## Work instructions
Gather every line below that contains the word "task", and copy each one out. Case matters.
___ Records supplied
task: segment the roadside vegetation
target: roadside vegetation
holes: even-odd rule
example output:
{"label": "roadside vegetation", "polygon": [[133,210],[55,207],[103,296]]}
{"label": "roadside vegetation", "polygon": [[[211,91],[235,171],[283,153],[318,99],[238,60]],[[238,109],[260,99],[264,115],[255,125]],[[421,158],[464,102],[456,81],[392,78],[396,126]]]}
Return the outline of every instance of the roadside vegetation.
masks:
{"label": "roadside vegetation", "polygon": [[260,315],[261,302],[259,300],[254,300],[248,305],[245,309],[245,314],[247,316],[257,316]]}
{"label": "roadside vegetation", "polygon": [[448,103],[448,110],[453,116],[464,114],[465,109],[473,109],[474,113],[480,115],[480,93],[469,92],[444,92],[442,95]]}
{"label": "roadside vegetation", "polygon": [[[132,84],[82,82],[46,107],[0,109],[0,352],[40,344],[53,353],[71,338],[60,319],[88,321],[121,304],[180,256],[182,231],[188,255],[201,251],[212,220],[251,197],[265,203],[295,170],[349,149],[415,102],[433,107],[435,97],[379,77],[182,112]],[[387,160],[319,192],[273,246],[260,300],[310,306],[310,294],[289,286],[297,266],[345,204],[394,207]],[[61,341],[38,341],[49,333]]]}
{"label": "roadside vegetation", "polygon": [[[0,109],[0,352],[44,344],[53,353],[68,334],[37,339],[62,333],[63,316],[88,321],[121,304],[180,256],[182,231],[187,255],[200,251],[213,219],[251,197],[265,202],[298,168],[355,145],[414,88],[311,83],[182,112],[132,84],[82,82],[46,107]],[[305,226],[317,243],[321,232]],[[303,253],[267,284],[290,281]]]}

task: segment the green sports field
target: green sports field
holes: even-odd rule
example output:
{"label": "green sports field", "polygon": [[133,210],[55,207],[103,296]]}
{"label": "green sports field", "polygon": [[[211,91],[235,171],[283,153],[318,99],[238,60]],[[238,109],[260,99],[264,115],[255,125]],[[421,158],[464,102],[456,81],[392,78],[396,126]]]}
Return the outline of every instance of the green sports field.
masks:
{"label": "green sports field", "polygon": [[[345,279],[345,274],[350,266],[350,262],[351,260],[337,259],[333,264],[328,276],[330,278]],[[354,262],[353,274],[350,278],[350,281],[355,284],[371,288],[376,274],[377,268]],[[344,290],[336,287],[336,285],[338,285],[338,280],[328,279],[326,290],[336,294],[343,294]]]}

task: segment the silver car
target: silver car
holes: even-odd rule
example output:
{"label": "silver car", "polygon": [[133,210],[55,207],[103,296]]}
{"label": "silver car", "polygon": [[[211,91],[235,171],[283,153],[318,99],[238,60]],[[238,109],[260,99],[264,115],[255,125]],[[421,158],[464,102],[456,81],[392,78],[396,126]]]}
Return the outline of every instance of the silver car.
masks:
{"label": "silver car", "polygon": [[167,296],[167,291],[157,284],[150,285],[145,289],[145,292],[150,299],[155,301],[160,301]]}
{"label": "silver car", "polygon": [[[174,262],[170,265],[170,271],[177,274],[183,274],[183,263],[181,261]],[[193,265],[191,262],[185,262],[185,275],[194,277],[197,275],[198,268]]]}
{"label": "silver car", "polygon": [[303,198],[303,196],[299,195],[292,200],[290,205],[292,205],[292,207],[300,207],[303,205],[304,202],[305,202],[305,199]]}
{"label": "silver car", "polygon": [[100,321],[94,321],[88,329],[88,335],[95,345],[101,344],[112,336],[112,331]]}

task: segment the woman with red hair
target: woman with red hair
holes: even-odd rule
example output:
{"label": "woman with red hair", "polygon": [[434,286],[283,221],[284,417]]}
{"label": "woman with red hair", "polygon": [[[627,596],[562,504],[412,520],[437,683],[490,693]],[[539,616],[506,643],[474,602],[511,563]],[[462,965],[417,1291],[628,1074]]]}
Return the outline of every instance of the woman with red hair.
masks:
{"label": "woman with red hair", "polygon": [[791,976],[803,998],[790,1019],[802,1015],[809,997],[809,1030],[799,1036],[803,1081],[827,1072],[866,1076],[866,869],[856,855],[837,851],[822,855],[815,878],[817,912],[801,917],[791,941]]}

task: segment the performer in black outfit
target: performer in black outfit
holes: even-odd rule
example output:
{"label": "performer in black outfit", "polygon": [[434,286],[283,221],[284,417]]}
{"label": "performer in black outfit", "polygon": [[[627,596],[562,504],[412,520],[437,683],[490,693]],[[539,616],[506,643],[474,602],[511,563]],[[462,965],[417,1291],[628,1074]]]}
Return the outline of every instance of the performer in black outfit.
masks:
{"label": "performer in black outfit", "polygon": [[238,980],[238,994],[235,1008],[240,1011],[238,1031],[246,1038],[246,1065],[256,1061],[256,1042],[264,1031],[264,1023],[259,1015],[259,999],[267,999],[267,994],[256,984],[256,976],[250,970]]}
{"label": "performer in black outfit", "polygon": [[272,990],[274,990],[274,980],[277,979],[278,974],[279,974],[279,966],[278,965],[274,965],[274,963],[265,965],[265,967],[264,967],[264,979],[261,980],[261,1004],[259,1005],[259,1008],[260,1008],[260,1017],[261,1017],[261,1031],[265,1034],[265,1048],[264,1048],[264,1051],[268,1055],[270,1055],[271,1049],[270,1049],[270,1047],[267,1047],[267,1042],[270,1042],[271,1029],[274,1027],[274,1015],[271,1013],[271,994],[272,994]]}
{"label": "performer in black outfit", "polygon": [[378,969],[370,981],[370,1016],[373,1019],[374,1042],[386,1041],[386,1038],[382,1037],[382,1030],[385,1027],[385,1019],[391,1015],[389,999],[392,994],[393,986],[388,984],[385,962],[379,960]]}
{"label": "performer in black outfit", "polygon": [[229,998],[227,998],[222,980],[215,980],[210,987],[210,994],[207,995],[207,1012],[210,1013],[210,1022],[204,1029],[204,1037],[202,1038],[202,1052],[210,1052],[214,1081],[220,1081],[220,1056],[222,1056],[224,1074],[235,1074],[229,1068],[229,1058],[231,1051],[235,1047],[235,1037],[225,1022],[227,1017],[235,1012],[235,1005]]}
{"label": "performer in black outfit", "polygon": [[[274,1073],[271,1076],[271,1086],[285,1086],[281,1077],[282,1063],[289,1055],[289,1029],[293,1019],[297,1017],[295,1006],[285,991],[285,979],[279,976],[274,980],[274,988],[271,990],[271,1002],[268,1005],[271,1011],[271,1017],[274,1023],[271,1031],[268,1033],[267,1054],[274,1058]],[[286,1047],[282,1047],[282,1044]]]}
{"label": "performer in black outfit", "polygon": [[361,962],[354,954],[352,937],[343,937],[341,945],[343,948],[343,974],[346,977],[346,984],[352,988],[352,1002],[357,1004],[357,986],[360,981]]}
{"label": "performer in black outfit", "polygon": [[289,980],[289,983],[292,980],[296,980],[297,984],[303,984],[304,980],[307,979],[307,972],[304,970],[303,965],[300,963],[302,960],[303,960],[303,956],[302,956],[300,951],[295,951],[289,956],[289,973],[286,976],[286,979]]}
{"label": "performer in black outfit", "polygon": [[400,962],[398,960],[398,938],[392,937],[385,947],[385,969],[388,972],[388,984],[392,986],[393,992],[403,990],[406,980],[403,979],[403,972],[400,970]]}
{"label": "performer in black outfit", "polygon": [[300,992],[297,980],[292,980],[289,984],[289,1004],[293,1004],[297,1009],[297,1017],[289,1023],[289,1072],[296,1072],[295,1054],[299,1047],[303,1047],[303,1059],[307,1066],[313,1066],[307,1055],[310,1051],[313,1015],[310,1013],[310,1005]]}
______
## Result
task: segment the roadside vegetation
task: segment the green sports field
task: segment the silver car
task: segment the woman with red hair
task: segment the performer in black outfit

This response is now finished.